### Tugas yang Dikerjakan
**A.** Ringkaslah berita tentang prediksi puncak Corona di Indonesia dalam dua kalimat.
**B.** Tuliskan lanjutan berita tentang prediksi puncak Corona di Indonesia, mulai setelah kalimat terakhir yang ditampilkan.

### Kutipan Bacaan
┄┄┄┄┄┄┄┄┄┄
Sukses

Prediksi Puncak Corona di Indonesia Agustus atau September, Epidemiolog UI: Tergantung

Jokowi memprediksi puncak pandemi Corona di Indonesia terjadi pada Agustus atau September 2020.

Liputan6.com, Jakarta Presiden Republik Indonesia Joko Widodo (Jokowi) memprediksi puncak pandemi Corona di Indonesia akan terjadi pada Agustus atau September 2020. Akan tetapi prediksi bisa saja meleset apabila virus ini tidak dikendalikan.

"Kalau melihat angka-angka memang nanti perkiraan puncaknya ada di Agustus atau September, perkiraan terakhir. Tapi kalau kita tidak melakukan sesuatu, ya bisa angkanya berbeda," ujar Jokowi kepada wartawan di halaman tengah Istana Merdeka Jakarta pada Senin, 13 Juli 2020.

Jokowi meminta para menterinya bekerja keras dalam menekan penyebaran virus SARS-CoV-2 penyebab COVID-19. Jika tidak, pandemi ini dikhawatirkan akan semakin panjang.

Menanggapi prediksi orang nomor satu di republik ini, Epidemiolog Universitas Indonesia (UI), Dr Pandu Riono MPH PhD berpendapat bahwa prediksi tersebut bisa benar bisa juga salah.

“Bisa benar bisa salah, salahnya itu terlalu optimis. Kalau respons kita bagus, surveilans kita bagus, penduduknya patuh pakai masker, kalau itu tidak dipenuhi, bisa mundur lagi,” ujar Pandu kepada Health Liputan6.com melalui sambungan telepon, Selasa (14/7/2020).

“Jadi tergantung, sih, itu sampai sekarang kan masyarakat masih tidak mau memakai masker. Semua itu harus diperintahkan dulu presiden problem-nya," Pandu melanjutkan.
┄┄┄┄┄┄┄┄┄┄
### Bahan yang Disediakan
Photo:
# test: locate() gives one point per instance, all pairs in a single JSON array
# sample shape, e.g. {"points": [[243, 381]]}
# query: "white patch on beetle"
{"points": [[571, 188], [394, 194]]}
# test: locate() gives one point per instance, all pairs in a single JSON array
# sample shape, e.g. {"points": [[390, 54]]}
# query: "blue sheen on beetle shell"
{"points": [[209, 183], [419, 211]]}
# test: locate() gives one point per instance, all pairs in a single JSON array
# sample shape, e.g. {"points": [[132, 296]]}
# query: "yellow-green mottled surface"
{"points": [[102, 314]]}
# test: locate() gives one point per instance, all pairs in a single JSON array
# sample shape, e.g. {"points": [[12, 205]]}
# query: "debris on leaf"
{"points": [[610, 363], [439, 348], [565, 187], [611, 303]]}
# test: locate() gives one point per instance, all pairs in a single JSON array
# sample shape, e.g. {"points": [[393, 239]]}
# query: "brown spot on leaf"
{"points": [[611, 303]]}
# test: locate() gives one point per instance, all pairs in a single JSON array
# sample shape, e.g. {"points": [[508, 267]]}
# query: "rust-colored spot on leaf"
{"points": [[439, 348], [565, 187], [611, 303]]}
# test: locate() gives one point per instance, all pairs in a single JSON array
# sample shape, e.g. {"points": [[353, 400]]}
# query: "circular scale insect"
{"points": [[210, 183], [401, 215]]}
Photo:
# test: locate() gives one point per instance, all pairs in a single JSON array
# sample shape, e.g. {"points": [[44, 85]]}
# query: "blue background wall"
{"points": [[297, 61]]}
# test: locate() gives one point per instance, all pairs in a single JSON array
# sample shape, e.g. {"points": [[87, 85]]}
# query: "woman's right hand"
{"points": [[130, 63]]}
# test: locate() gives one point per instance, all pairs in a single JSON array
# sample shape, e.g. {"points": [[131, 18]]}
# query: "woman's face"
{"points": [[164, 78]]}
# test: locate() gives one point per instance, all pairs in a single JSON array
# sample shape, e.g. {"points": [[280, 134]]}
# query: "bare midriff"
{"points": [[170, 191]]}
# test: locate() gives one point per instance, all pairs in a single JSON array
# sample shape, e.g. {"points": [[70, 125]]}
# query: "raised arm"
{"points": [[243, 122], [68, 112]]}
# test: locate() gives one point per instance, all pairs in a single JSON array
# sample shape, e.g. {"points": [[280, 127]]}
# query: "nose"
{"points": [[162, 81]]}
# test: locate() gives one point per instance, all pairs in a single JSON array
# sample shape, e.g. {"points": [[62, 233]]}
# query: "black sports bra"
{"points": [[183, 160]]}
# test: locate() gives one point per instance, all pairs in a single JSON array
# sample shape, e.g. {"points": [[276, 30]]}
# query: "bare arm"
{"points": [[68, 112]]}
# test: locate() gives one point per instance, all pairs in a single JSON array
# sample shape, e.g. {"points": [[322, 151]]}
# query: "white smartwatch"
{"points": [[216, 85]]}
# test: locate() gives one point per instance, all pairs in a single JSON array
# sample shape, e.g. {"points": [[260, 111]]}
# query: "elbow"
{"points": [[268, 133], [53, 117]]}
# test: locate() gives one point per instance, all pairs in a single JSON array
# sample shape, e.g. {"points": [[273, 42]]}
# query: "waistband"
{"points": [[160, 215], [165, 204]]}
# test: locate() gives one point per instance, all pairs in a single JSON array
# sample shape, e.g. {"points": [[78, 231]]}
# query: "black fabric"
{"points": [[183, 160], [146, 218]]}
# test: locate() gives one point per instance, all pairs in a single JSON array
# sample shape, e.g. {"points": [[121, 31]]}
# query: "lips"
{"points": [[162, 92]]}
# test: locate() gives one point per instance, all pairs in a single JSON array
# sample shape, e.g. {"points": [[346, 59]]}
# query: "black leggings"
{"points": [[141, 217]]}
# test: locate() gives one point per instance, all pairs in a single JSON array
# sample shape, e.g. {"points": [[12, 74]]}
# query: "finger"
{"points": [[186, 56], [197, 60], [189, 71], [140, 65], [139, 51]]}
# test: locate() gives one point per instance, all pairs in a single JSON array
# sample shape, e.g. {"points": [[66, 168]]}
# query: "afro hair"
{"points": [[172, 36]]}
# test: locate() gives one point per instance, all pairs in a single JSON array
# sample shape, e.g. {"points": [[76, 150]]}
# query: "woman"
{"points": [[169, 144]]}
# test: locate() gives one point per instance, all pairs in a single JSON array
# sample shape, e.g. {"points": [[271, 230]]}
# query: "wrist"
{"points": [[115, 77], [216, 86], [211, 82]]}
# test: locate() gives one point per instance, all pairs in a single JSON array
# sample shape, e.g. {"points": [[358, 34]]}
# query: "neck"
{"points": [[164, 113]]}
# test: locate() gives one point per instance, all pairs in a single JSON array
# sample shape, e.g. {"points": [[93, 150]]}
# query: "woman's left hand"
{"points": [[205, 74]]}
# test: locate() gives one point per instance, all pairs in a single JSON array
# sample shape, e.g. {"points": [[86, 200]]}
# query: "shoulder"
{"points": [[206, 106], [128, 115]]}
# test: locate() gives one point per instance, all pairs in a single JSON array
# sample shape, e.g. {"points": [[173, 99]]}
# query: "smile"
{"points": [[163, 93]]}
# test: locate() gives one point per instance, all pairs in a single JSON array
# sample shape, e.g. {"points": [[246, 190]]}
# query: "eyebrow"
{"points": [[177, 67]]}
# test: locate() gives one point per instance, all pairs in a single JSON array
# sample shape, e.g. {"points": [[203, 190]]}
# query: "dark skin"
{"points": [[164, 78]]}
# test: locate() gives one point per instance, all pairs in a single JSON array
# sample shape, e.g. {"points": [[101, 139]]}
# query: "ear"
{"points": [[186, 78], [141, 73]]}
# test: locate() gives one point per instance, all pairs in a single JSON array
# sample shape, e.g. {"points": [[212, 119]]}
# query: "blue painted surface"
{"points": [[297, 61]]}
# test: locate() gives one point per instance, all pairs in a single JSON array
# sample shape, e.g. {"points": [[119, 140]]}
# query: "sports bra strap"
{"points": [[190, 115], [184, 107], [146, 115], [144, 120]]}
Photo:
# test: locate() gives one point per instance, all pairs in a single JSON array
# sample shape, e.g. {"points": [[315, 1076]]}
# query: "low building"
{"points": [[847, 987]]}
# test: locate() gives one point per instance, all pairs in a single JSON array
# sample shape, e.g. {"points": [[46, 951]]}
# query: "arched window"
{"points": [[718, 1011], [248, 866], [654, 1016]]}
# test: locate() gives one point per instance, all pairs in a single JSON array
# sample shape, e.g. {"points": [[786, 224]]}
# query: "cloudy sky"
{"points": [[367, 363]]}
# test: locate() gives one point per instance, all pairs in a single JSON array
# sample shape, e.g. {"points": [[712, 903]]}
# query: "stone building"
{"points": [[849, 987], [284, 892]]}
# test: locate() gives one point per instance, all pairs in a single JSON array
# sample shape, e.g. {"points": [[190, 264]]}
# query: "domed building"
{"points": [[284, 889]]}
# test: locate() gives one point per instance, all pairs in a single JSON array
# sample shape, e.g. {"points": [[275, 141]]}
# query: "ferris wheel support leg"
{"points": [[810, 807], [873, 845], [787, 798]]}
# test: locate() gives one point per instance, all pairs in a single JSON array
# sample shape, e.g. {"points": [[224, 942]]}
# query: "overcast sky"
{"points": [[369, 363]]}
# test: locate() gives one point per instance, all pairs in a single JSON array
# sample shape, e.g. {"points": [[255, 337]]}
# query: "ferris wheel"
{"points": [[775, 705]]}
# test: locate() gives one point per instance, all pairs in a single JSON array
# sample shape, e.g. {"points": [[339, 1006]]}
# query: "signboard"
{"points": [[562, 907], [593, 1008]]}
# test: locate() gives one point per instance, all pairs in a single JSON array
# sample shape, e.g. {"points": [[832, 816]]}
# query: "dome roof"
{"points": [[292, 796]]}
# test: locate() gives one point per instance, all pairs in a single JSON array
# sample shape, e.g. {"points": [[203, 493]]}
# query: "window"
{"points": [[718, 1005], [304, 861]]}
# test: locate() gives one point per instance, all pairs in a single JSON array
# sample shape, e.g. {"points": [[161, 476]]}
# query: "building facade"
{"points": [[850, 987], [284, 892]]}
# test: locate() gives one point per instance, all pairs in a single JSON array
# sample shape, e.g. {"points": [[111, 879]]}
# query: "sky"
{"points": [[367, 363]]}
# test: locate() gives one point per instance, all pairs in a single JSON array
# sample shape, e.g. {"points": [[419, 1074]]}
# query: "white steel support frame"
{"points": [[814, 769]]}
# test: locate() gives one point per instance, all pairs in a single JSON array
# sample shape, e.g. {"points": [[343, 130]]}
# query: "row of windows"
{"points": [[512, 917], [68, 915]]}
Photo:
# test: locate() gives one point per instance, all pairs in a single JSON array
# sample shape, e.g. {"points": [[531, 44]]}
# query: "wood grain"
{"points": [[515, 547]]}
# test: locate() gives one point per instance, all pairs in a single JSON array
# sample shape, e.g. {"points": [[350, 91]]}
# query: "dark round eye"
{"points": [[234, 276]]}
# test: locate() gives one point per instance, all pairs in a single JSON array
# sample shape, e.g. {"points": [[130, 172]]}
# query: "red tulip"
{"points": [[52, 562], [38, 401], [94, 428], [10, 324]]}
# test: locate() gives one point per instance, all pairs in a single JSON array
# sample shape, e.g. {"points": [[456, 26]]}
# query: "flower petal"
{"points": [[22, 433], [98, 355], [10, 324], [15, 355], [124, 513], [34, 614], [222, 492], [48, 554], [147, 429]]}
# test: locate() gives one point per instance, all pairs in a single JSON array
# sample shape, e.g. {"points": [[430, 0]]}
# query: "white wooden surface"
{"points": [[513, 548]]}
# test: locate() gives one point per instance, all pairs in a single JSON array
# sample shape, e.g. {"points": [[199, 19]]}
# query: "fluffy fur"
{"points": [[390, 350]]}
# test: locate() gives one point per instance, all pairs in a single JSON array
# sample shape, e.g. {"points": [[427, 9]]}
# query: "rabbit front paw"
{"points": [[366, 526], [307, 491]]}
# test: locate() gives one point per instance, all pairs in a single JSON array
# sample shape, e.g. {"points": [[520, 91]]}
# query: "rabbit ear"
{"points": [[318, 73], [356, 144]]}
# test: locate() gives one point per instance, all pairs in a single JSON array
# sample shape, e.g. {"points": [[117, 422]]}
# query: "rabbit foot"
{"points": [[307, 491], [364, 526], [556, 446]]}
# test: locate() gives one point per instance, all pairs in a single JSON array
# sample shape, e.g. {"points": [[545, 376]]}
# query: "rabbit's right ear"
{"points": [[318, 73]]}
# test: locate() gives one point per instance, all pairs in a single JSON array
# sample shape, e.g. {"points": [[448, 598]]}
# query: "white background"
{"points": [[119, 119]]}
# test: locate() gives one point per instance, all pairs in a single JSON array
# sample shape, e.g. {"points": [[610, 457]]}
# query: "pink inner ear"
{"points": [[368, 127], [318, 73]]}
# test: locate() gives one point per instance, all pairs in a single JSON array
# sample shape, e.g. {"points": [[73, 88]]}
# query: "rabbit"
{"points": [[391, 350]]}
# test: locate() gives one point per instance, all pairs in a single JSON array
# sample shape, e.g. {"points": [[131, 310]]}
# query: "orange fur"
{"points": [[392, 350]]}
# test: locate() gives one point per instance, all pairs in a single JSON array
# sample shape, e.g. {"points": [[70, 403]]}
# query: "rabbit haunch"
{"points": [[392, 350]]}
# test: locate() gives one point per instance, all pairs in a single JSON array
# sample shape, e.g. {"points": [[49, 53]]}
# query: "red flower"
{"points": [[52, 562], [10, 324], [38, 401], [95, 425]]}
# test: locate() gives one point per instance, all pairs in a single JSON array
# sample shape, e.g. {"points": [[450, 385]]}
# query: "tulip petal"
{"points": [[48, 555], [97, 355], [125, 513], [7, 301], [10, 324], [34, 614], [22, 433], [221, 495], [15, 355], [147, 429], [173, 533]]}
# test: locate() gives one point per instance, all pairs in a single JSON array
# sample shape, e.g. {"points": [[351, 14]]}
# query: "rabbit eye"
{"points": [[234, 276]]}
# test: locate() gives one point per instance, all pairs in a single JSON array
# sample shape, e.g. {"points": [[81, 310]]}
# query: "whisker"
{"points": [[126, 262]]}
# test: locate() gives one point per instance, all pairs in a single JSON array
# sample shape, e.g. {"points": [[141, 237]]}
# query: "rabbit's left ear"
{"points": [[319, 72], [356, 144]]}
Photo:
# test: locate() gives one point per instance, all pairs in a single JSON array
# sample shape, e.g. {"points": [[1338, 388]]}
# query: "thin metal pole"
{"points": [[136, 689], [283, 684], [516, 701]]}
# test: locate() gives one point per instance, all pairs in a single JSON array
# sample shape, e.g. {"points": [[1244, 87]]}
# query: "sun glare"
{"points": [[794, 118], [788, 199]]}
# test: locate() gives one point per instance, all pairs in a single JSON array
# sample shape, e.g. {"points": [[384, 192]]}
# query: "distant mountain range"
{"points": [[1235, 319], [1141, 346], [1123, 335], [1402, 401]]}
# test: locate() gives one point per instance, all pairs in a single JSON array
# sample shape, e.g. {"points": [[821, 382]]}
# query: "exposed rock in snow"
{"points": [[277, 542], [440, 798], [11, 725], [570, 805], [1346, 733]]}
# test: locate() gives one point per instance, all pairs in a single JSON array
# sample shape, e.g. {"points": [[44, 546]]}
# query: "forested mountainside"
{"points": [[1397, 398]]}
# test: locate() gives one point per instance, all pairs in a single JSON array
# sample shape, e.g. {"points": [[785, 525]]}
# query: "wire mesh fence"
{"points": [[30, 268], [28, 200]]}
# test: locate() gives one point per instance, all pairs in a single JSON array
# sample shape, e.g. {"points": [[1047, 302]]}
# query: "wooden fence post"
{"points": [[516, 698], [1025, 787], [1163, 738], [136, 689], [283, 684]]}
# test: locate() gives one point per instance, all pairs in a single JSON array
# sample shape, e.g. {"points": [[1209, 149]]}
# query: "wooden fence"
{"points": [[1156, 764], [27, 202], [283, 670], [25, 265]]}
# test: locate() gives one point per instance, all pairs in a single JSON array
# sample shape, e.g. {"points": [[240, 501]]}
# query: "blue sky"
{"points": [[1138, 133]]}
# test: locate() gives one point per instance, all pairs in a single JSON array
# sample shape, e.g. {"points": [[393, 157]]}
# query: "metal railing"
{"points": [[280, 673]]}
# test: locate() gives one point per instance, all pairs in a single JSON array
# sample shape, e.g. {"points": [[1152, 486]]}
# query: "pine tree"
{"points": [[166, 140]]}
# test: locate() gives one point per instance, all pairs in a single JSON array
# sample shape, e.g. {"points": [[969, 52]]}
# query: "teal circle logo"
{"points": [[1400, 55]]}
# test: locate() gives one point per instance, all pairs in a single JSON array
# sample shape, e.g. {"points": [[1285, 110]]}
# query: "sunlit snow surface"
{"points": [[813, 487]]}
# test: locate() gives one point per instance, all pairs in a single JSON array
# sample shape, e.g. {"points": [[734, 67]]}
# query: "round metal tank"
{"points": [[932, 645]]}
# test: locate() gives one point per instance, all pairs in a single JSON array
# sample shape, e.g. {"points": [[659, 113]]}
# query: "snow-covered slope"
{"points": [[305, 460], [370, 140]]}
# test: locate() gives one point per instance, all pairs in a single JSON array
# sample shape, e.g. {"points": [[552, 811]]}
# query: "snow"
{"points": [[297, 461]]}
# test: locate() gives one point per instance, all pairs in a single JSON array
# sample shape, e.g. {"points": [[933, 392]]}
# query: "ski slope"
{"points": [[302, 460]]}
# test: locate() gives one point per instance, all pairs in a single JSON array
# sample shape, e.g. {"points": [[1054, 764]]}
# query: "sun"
┄┄┄┄┄┄┄┄┄┄
### Kunci Jawaban
**A.** Presiden Joko Widodo memprediksi puncak pandemi Corona di Indonesia terjadi pada Agustus atau September 2020, tetapi angkanya bisa berbeda bila tidak dilakukan sesuatu, sehingga ia meminta para menterinya bekerja keras menekan penyebaran virus. Epidemiolog UI Pandu Riono menilai prediksi itu bisa benar bisa salah karena terlalu optimis, dan puncaknya bisa mundur jika respons, surveilans, dan kepatuhan penduduk memakai masker tidak terpenuhi.

**B.**
Padahal, kata Pandu, protokol kesehatan harus diterapkan sejak pandemi COVID-19 ada di Indonesia pada Maret lalu. Sayangnya, penanganan pandemi menjadi tidak cepat karena segalanya harus menunggu perintah presiden, kata dia.

Simak Video Berikut Ini:

2 dari 3 halaman

Respons Tidak Adekuat

Dalam hal ini Pandu juga menanggapi tentang respons yang tidak adekuat dan seharusnya dijalankan langsung oleh presiden bukan Badan Penanggulangan Bencana Nasional (BNPB) maupun Gugus Tugas.

Respons yang tidak adekuat ini menjadi faktor terbesar penyebaran COVID-19, katanya. Respons ini termasuk pengetesan yang akurat, contact tracing, isolasi, dan lain-lain.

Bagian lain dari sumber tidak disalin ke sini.